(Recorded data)

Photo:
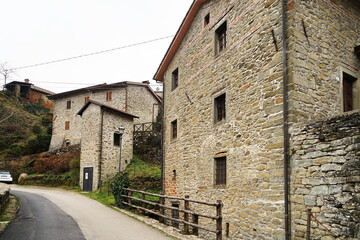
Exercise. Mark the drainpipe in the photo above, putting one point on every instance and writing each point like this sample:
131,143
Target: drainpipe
101,140
285,123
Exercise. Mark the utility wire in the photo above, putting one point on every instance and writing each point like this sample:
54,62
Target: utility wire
90,54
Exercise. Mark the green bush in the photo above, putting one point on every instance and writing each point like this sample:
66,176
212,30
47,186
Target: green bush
118,183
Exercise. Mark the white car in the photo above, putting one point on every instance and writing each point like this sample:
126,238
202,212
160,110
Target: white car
5,177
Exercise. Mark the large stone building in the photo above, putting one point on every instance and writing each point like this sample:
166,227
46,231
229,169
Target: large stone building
131,97
237,76
30,92
105,150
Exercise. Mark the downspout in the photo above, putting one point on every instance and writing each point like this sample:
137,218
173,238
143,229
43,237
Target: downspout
163,142
101,140
285,123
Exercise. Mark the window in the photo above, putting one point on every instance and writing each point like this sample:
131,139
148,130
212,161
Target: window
220,171
116,139
174,129
108,96
206,19
220,108
68,104
350,92
67,125
221,38
175,79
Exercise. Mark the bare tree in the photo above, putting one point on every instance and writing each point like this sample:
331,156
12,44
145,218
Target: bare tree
5,70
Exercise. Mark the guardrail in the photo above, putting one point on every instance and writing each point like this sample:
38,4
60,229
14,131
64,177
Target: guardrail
187,212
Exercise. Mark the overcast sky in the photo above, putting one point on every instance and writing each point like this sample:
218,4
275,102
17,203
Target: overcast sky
38,31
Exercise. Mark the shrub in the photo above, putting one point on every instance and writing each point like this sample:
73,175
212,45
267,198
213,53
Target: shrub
118,183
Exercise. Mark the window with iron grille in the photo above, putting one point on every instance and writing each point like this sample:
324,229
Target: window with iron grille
221,38
220,108
174,129
350,92
175,79
67,125
108,96
68,104
220,171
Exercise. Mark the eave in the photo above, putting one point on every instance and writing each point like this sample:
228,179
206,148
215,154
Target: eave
179,37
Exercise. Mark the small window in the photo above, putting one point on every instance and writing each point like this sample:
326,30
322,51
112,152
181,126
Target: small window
67,125
116,139
174,129
206,19
220,108
350,92
175,79
68,104
220,171
221,38
108,96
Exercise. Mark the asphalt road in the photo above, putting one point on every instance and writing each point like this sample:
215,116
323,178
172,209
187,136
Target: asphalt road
40,219
96,221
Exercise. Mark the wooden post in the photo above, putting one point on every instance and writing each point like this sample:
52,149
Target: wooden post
308,224
143,204
186,215
196,221
219,220
162,210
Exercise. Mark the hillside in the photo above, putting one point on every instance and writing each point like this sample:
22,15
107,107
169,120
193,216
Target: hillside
25,128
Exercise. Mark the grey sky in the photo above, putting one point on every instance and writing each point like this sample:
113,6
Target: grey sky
37,31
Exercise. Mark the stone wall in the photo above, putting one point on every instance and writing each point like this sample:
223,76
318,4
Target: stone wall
326,177
97,145
134,99
249,72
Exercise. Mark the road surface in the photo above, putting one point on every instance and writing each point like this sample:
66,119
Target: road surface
96,221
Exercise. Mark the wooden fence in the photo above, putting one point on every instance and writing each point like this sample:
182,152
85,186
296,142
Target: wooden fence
190,218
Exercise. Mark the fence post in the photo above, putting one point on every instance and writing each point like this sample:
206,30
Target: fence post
196,221
186,215
162,210
308,224
219,220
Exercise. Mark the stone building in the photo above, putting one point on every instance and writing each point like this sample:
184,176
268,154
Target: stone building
104,152
134,98
31,93
237,77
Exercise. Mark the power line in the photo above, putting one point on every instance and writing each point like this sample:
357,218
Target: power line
90,54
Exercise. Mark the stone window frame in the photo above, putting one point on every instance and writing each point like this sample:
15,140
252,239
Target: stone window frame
206,20
68,104
174,130
221,37
174,79
216,101
109,96
220,161
355,87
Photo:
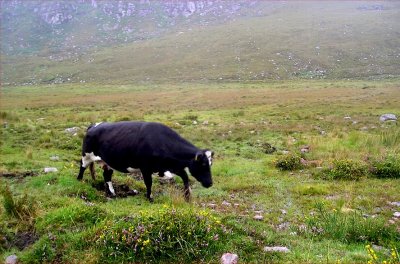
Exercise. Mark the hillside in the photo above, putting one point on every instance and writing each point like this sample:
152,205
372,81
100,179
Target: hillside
174,41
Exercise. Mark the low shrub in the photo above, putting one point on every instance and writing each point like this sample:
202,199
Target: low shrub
171,234
345,169
386,168
289,162
393,258
349,227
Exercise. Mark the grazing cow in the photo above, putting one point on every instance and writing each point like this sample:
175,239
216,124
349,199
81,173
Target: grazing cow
150,147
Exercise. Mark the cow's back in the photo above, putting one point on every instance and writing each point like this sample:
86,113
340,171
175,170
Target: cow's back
135,144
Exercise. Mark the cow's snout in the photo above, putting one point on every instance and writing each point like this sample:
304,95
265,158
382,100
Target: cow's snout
207,184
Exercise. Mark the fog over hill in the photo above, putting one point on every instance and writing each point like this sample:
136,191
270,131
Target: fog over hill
142,41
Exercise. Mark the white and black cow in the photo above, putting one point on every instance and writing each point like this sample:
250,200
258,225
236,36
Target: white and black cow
150,147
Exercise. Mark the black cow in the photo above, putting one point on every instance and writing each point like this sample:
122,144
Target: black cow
150,147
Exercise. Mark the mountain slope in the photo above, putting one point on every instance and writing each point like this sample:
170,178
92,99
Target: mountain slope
262,41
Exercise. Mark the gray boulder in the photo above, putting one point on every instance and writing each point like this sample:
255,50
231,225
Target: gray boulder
277,249
388,117
229,258
12,259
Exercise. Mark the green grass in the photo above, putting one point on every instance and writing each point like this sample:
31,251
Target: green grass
242,119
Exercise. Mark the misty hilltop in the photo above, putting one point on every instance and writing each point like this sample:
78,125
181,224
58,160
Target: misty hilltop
136,41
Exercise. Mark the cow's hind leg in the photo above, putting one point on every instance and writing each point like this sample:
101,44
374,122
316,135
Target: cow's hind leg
92,171
107,174
148,181
185,179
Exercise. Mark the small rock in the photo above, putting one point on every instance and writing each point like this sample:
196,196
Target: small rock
211,205
277,249
229,258
72,130
387,117
305,149
258,217
50,169
55,158
12,259
283,226
225,203
395,203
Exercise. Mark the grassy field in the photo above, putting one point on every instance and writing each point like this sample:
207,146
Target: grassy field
327,204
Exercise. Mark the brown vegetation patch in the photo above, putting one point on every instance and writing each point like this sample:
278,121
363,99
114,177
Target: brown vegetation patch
121,190
17,174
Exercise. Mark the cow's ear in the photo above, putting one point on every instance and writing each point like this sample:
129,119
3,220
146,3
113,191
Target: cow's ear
199,156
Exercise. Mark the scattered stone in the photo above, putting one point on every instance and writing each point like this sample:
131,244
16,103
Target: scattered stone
277,249
50,169
229,258
12,259
283,226
72,130
395,203
258,217
305,149
212,205
225,203
55,158
387,117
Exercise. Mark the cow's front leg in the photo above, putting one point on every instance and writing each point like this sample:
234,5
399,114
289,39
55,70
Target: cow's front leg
185,179
81,171
148,181
107,174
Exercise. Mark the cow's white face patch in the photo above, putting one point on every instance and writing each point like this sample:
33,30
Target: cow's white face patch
111,188
131,170
209,157
89,158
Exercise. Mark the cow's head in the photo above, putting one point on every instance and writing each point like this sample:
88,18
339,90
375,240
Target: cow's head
200,167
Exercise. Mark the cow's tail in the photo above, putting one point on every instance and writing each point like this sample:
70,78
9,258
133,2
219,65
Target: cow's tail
90,126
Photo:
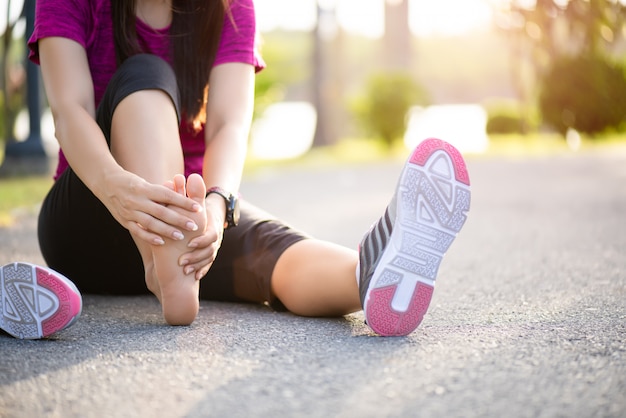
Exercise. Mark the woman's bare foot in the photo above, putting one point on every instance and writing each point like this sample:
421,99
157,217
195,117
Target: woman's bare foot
177,291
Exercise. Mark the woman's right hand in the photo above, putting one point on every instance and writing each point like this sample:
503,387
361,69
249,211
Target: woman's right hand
145,209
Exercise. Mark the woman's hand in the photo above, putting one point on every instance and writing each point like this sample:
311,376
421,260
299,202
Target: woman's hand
204,248
145,209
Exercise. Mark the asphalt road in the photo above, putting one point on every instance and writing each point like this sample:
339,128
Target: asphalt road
528,317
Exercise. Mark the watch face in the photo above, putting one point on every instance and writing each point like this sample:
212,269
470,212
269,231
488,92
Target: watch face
235,211
232,212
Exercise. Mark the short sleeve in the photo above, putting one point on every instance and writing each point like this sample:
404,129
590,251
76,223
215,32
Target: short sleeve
60,18
239,41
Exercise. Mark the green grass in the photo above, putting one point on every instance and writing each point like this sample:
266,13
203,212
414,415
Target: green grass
21,194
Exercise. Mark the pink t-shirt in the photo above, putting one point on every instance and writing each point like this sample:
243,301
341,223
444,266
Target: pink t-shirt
89,23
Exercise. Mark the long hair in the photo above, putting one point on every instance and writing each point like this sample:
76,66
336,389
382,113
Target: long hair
194,39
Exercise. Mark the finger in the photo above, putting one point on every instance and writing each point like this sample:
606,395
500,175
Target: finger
158,227
168,197
140,232
179,184
198,257
203,272
169,219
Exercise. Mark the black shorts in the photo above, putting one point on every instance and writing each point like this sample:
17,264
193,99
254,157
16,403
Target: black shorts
79,238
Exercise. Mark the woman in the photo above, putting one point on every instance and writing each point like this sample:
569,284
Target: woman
144,90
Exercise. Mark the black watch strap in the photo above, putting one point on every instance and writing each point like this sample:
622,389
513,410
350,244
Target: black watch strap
232,206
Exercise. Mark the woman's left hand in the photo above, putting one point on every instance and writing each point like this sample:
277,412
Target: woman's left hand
204,248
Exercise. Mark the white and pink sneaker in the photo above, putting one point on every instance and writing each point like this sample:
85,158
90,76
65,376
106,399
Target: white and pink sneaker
400,255
35,301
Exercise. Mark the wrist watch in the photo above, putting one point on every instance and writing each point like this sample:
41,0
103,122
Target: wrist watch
232,206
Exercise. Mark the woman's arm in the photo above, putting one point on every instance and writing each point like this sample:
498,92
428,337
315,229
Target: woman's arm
229,115
130,199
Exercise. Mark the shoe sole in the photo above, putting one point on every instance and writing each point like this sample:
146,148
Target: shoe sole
36,302
433,198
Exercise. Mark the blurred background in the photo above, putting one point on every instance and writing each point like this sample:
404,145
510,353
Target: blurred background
385,74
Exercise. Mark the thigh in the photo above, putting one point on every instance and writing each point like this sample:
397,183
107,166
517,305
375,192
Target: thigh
79,238
244,265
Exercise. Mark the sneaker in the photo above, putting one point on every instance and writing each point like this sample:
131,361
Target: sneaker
36,302
400,255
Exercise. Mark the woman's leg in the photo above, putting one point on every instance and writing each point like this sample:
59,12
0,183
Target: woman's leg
399,256
317,278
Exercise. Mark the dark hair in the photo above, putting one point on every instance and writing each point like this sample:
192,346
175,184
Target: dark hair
194,38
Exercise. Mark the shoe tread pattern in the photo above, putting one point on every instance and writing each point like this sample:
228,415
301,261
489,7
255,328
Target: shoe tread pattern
35,302
433,201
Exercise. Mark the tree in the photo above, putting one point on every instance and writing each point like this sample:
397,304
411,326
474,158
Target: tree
546,33
389,96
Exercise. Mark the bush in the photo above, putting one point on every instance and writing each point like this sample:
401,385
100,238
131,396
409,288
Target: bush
383,110
586,93
505,123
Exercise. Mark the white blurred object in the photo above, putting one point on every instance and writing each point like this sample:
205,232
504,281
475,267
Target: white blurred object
285,130
462,125
573,139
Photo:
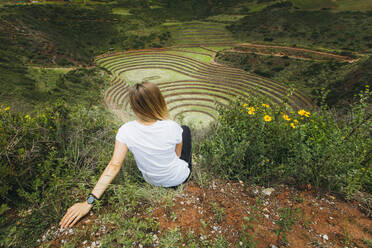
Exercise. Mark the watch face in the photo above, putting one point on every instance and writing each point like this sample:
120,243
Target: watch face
90,199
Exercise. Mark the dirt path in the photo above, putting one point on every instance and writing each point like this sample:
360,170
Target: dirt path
325,54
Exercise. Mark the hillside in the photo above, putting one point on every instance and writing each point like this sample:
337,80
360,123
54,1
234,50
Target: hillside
277,95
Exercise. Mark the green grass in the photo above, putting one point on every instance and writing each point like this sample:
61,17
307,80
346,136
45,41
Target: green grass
356,5
314,4
199,57
121,11
164,75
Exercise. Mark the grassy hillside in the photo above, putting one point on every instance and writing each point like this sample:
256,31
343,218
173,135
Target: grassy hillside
348,31
263,174
342,79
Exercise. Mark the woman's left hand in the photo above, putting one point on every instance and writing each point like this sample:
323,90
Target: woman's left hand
75,213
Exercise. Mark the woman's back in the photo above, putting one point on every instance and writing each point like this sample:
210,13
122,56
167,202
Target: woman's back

§ **Required work**:
Write out exactly, and only, the lines from the line holding "Target: shoe tread pattern" through the end of the data, inclusive, without any pictures.

§ **Problem solution**:
Target: shoe tread pattern
35,302
433,201
Exercise. Mark the tree in the photo above, putting one point on every instance and writing each point like this sample:
397,304
411,326
474,158
Target: tree
546,33
389,96
Exercise. Mark the bush in the photo above, putting one point on every instance and writing each point like this sample:
401,385
100,238
131,396
409,288
Target: bush
383,110
586,93
505,123
Exercise. Mark the white blurred object in the photo above, putting one point on every instance and writing each point like this sample:
205,232
504,281
475,267
Target: white blurred object
285,130
462,125
573,139
Photo:
Exercise. Mark the watch face in the photo above, putting one point on every instance and writing each point like this sample:
120,243
Target: watch face
90,199
Exercise. Mark the dirt path in the photo above, putting one point on every instance and writing each point like this sample:
360,170
Target: dirt path
325,54
Exercise. Mark the hillside in the photo above, putting one point on every instance and writing each point like this sample:
337,80
360,123
54,1
234,50
Target: hillside
277,95
Exercise. Mark the green grass in the photo above, putting one point on every instance and writing each point like this sample:
61,17
307,80
346,136
45,41
Target: green grass
356,5
314,4
199,57
121,11
164,75
Exercise. Mark the grassy hillside in the photo above, putting one point on every instance and writing each point like this sample:
256,31
343,218
173,135
Target: grassy hillside
348,31
263,174
342,79
Exercise. Mark the woman's left hand in the photo above, putting one point on every instance and writing each point like this sample:
323,90
Target: woman's left hand
75,213
Exercise. Mark the woman's back in the photo above, putting one point on every instance and writing each point like this sample:
210,13
122,56
167,202
Target: woman's back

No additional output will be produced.